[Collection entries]
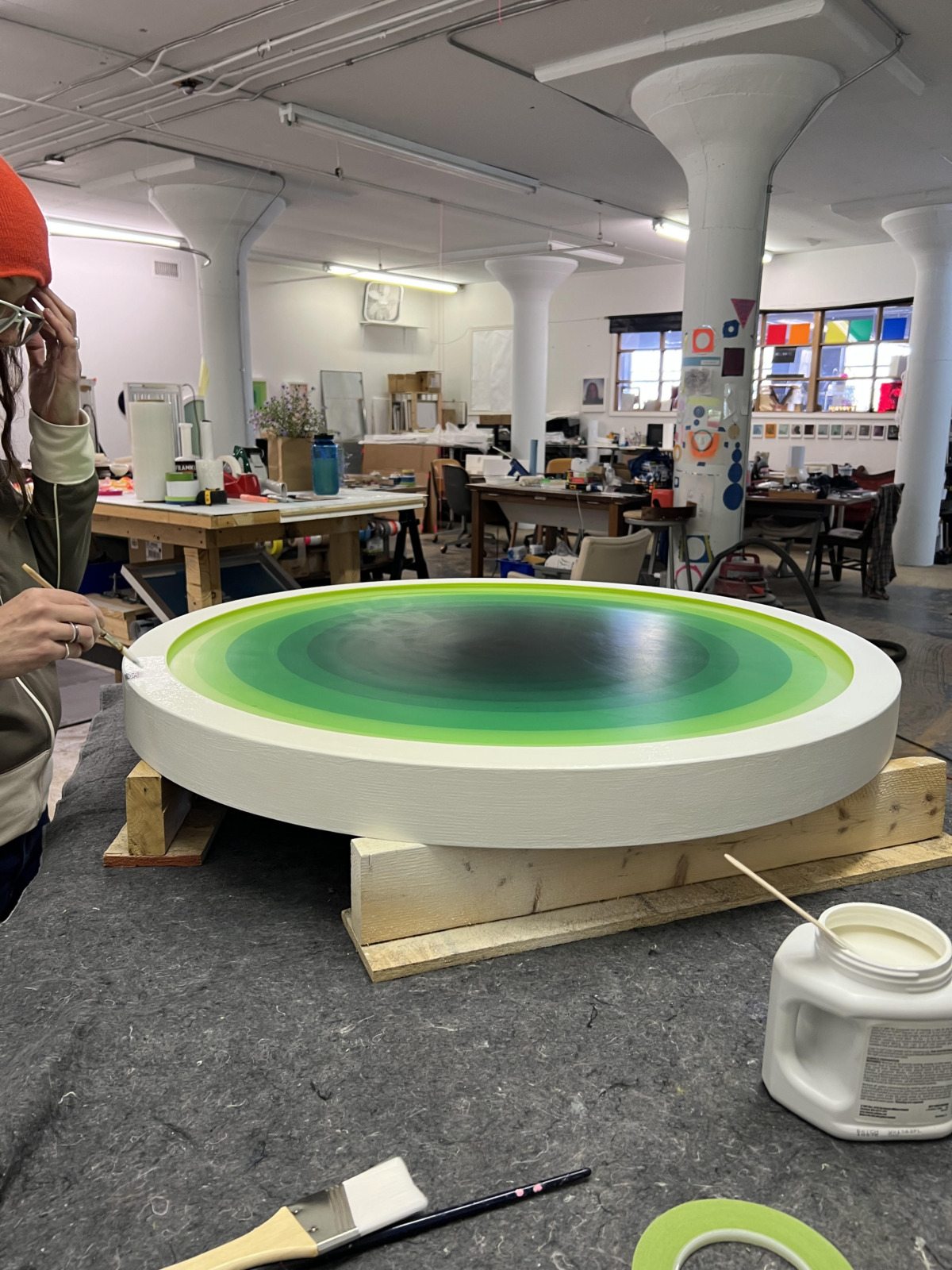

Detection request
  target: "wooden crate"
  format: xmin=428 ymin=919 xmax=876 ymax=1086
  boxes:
xmin=343 ymin=757 xmax=952 ymax=982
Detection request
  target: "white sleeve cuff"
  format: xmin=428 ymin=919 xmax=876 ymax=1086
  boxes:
xmin=29 ymin=410 xmax=95 ymax=485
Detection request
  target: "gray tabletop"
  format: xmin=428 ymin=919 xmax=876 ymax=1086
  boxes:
xmin=0 ymin=688 xmax=952 ymax=1270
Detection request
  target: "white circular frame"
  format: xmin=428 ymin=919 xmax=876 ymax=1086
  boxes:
xmin=123 ymin=578 xmax=901 ymax=849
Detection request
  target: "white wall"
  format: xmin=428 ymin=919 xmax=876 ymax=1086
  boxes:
xmin=249 ymin=262 xmax=439 ymax=415
xmin=14 ymin=237 xmax=201 ymax=459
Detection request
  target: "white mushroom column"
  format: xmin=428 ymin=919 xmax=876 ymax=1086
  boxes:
xmin=631 ymin=53 xmax=839 ymax=551
xmin=148 ymin=184 xmax=286 ymax=457
xmin=486 ymin=256 xmax=579 ymax=471
xmin=882 ymin=203 xmax=952 ymax=565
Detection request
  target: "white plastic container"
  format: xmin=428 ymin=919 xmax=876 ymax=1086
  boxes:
xmin=763 ymin=904 xmax=952 ymax=1139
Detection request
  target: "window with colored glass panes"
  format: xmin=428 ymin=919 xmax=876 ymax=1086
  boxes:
xmin=754 ymin=302 xmax=912 ymax=414
xmin=614 ymin=330 xmax=681 ymax=411
xmin=754 ymin=313 xmax=816 ymax=413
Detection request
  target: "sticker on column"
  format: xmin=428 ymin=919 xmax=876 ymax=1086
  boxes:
xmin=631 ymin=1199 xmax=852 ymax=1270
xmin=722 ymin=443 xmax=744 ymax=512
xmin=690 ymin=326 xmax=716 ymax=353
xmin=731 ymin=300 xmax=757 ymax=326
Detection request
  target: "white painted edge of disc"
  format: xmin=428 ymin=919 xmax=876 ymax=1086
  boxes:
xmin=125 ymin=578 xmax=901 ymax=847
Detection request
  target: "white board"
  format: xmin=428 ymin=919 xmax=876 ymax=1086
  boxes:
xmin=470 ymin=326 xmax=512 ymax=414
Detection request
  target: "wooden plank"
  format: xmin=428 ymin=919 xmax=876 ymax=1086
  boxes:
xmin=328 ymin=525 xmax=360 ymax=584
xmin=351 ymin=756 xmax=946 ymax=944
xmin=184 ymin=546 xmax=221 ymax=614
xmin=103 ymin=798 xmax=227 ymax=868
xmin=341 ymin=834 xmax=952 ymax=983
xmin=125 ymin=760 xmax=193 ymax=856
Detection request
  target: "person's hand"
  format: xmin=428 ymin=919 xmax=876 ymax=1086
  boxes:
xmin=27 ymin=287 xmax=81 ymax=424
xmin=0 ymin=587 xmax=103 ymax=679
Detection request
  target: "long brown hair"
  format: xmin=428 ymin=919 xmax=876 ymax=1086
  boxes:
xmin=0 ymin=348 xmax=27 ymax=514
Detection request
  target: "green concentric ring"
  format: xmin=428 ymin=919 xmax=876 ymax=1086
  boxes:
xmin=167 ymin=582 xmax=853 ymax=745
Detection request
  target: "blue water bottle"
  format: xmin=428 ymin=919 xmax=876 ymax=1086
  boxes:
xmin=311 ymin=432 xmax=340 ymax=494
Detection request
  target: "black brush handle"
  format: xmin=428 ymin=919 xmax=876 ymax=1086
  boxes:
xmin=340 ymin=1168 xmax=592 ymax=1256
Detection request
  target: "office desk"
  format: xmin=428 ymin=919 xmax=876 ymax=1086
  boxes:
xmin=470 ymin=481 xmax=643 ymax=578
xmin=93 ymin=489 xmax=427 ymax=612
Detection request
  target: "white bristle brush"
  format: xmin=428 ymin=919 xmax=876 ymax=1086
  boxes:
xmin=165 ymin=1156 xmax=427 ymax=1270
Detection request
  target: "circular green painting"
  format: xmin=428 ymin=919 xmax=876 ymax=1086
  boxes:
xmin=167 ymin=582 xmax=853 ymax=745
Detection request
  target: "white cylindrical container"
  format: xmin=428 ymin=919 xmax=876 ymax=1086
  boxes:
xmin=129 ymin=402 xmax=175 ymax=503
xmin=763 ymin=904 xmax=952 ymax=1139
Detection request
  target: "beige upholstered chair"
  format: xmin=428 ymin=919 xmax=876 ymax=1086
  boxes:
xmin=571 ymin=529 xmax=651 ymax=586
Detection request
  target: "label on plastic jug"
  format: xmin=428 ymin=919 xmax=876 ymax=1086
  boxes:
xmin=857 ymin=1021 xmax=952 ymax=1138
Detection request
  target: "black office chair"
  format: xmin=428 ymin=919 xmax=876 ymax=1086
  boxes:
xmin=440 ymin=466 xmax=509 ymax=555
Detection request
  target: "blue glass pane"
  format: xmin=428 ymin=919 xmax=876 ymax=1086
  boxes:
xmin=618 ymin=330 xmax=662 ymax=349
xmin=820 ymin=344 xmax=846 ymax=379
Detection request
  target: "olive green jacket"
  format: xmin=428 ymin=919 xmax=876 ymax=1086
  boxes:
xmin=0 ymin=413 xmax=99 ymax=847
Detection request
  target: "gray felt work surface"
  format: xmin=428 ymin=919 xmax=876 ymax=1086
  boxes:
xmin=0 ymin=688 xmax=952 ymax=1270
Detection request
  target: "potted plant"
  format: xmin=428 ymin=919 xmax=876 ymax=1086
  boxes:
xmin=251 ymin=383 xmax=325 ymax=489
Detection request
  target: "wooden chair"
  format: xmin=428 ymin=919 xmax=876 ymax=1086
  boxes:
xmin=571 ymin=529 xmax=652 ymax=587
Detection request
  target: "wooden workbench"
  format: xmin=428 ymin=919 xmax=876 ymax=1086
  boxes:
xmin=93 ymin=491 xmax=427 ymax=612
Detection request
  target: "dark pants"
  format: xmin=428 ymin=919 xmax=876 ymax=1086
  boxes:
xmin=0 ymin=811 xmax=49 ymax=922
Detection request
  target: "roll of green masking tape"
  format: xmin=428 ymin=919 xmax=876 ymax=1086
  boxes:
xmin=631 ymin=1199 xmax=852 ymax=1270
xmin=167 ymin=582 xmax=853 ymax=747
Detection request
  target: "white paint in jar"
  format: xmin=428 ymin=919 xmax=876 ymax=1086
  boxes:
xmin=763 ymin=903 xmax=952 ymax=1141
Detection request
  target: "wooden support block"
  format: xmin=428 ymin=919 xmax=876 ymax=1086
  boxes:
xmin=349 ymin=756 xmax=946 ymax=945
xmin=125 ymin=762 xmax=193 ymax=856
xmin=343 ymin=834 xmax=952 ymax=983
xmin=103 ymin=798 xmax=227 ymax=868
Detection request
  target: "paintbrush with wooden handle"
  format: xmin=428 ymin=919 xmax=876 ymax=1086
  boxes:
xmin=23 ymin=564 xmax=142 ymax=667
xmin=165 ymin=1156 xmax=427 ymax=1270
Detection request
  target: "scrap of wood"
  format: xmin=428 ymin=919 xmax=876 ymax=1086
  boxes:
xmin=341 ymin=833 xmax=952 ymax=983
xmin=349 ymin=756 xmax=946 ymax=945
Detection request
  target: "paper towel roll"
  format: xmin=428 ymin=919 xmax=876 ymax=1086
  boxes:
xmin=127 ymin=402 xmax=175 ymax=503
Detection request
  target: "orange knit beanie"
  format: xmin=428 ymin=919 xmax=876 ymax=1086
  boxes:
xmin=0 ymin=159 xmax=53 ymax=287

* **EXERCISE OBJECTIVE**
Copy every one of these lines exactly as they appear, but leave the pictures out of your copy.

* **SOLVED PROBLEM**
Detection request
  target: "wooden crate"
  format: xmin=428 ymin=919 xmax=876 ymax=1086
  boxes:
xmin=343 ymin=757 xmax=952 ymax=982
Detection request
  target: "white sleeve cuff"
  format: xmin=428 ymin=919 xmax=876 ymax=1086
  boxes:
xmin=29 ymin=410 xmax=95 ymax=485
Detection request
  target: "gray tabletop"
  format: xmin=428 ymin=919 xmax=876 ymax=1086
  boxes:
xmin=0 ymin=688 xmax=952 ymax=1270
Detection request
  target: "white circular frame"
  format: xmin=428 ymin=919 xmax=876 ymax=1086
  boxes:
xmin=123 ymin=578 xmax=901 ymax=849
Detection request
  target: "white wall"
  format: xmin=428 ymin=919 xmax=876 ymax=1086
  boxes:
xmin=249 ymin=262 xmax=439 ymax=415
xmin=14 ymin=237 xmax=201 ymax=459
Detection request
  target: "white mushroom column"
  format: xmin=428 ymin=919 xmax=876 ymax=1086
  boxes:
xmin=631 ymin=53 xmax=839 ymax=551
xmin=148 ymin=184 xmax=286 ymax=457
xmin=486 ymin=256 xmax=579 ymax=471
xmin=882 ymin=203 xmax=952 ymax=565
Detection request
  target: "white plastic container"
  format: xmin=428 ymin=919 xmax=876 ymax=1086
  boxes:
xmin=763 ymin=904 xmax=952 ymax=1139
Detection request
  target: "window with colored glass panes"
  format: xmin=428 ymin=919 xmax=876 ymax=1086
  boxes:
xmin=754 ymin=302 xmax=912 ymax=414
xmin=614 ymin=330 xmax=681 ymax=411
xmin=754 ymin=313 xmax=816 ymax=413
Detection request
  target: "sticker on column"
  format: xmin=428 ymin=919 xmax=876 ymax=1086
  boxes:
xmin=631 ymin=1199 xmax=852 ymax=1270
xmin=722 ymin=443 xmax=744 ymax=512
xmin=690 ymin=326 xmax=716 ymax=353
xmin=731 ymin=300 xmax=757 ymax=326
Detection request
  target: "white painted edge of disc"
  format: xmin=428 ymin=919 xmax=876 ymax=1086
  boxes:
xmin=125 ymin=578 xmax=901 ymax=847
Detection request
  target: "white board"
  format: xmin=428 ymin=919 xmax=876 ymax=1086
  boxes:
xmin=470 ymin=326 xmax=512 ymax=414
Detection request
  target: "wooden plank"
  format: xmin=428 ymin=919 xmax=876 ymax=1086
  boxes:
xmin=328 ymin=525 xmax=360 ymax=584
xmin=351 ymin=756 xmax=946 ymax=944
xmin=184 ymin=546 xmax=221 ymax=614
xmin=103 ymin=798 xmax=227 ymax=868
xmin=341 ymin=834 xmax=952 ymax=983
xmin=125 ymin=760 xmax=193 ymax=856
Detection request
  target: "person's hand"
  format: xmin=428 ymin=919 xmax=876 ymax=1086
  boxes:
xmin=27 ymin=287 xmax=81 ymax=424
xmin=0 ymin=587 xmax=103 ymax=679
Detection request
  target: "long brown hair"
  format: xmin=428 ymin=919 xmax=876 ymax=1086
  boxes:
xmin=0 ymin=348 xmax=27 ymax=514
Detection request
  target: "green concentric ring"
  format: xmin=428 ymin=919 xmax=876 ymax=1086
  boxes:
xmin=167 ymin=582 xmax=853 ymax=745
Detection request
  target: "blue water bottle"
  format: xmin=428 ymin=919 xmax=876 ymax=1086
  boxes:
xmin=311 ymin=432 xmax=340 ymax=494
Detection request
  target: "black brush handle"
  format: xmin=428 ymin=919 xmax=876 ymax=1086
  boxes:
xmin=340 ymin=1168 xmax=592 ymax=1256
Detection request
  target: "office desk"
  format: xmin=428 ymin=919 xmax=876 ymax=1086
  boxes:
xmin=470 ymin=481 xmax=643 ymax=578
xmin=93 ymin=489 xmax=427 ymax=612
Detection request
  target: "white bristle brush"
  format: xmin=428 ymin=919 xmax=876 ymax=1086
  boxes:
xmin=165 ymin=1156 xmax=427 ymax=1270
Detection request
  target: "circular green painting"
  format: xmin=428 ymin=919 xmax=876 ymax=1086
  boxes:
xmin=167 ymin=582 xmax=853 ymax=745
Detection request
  target: "white cylindrical container"
  format: xmin=428 ymin=919 xmax=876 ymax=1086
  boxes:
xmin=129 ymin=402 xmax=175 ymax=503
xmin=763 ymin=904 xmax=952 ymax=1139
Detection request
  target: "beige upholstered chair"
  format: xmin=428 ymin=919 xmax=876 ymax=1086
  boxes:
xmin=571 ymin=529 xmax=651 ymax=586
Detection request
  target: "label on plastic jug"
  format: xmin=428 ymin=919 xmax=876 ymax=1086
  boxes:
xmin=857 ymin=1021 xmax=952 ymax=1138
Detection request
  target: "black office chair"
  format: xmin=428 ymin=919 xmax=876 ymax=1086
  boxes:
xmin=440 ymin=466 xmax=509 ymax=555
Detection request
  target: "blue glass pane"
  format: xmin=428 ymin=919 xmax=876 ymax=1086
  boxes:
xmin=618 ymin=330 xmax=662 ymax=349
xmin=820 ymin=344 xmax=846 ymax=379
Detection request
  target: "olive green jacket"
  format: xmin=428 ymin=919 xmax=876 ymax=1086
  boxes:
xmin=0 ymin=413 xmax=99 ymax=847
Detection request
  target: "gray felt work surface"
  format: xmin=428 ymin=919 xmax=876 ymax=1086
  boxes:
xmin=0 ymin=688 xmax=952 ymax=1270
Detection request
  target: "potted plant"
  format: xmin=428 ymin=919 xmax=876 ymax=1086
  boxes:
xmin=251 ymin=383 xmax=325 ymax=489
Detection request
  target: "wooden chair"
  format: xmin=428 ymin=919 xmax=876 ymax=1086
  boxes:
xmin=571 ymin=529 xmax=652 ymax=587
Detection request
  target: "wooden workbench"
  format: xmin=428 ymin=919 xmax=876 ymax=1086
  boxes:
xmin=93 ymin=491 xmax=427 ymax=612
Detection request
  target: "dark pants"
  format: xmin=428 ymin=919 xmax=876 ymax=1086
  boxes:
xmin=0 ymin=811 xmax=49 ymax=922
Detection request
  target: "roll of green masking tape"
  format: xmin=428 ymin=919 xmax=876 ymax=1086
  boxes:
xmin=631 ymin=1199 xmax=852 ymax=1270
xmin=167 ymin=582 xmax=853 ymax=747
Detection request
  target: "white paint in jar"
  format: xmin=428 ymin=919 xmax=876 ymax=1086
  boxes:
xmin=763 ymin=903 xmax=952 ymax=1141
Detection request
  target: "wooden support block"
  format: xmin=428 ymin=919 xmax=876 ymax=1086
  boxes:
xmin=349 ymin=756 xmax=946 ymax=945
xmin=125 ymin=762 xmax=193 ymax=856
xmin=343 ymin=834 xmax=952 ymax=983
xmin=103 ymin=798 xmax=227 ymax=868
Detection request
  target: "paintbrush with wooden handle"
  format: xmin=428 ymin=919 xmax=876 ymax=1086
  boxes:
xmin=23 ymin=564 xmax=142 ymax=667
xmin=165 ymin=1156 xmax=427 ymax=1270
Detection request
  target: "scrap of wood"
  format: xmin=428 ymin=919 xmax=876 ymax=1086
  boxes:
xmin=341 ymin=833 xmax=952 ymax=983
xmin=349 ymin=756 xmax=946 ymax=945
Detection request
  target: "paper towel roll"
  format: xmin=428 ymin=919 xmax=876 ymax=1086
  boxes:
xmin=127 ymin=402 xmax=175 ymax=503
Detection request
  target: "orange knit beanie"
  format: xmin=428 ymin=919 xmax=876 ymax=1086
  boxes:
xmin=0 ymin=159 xmax=53 ymax=287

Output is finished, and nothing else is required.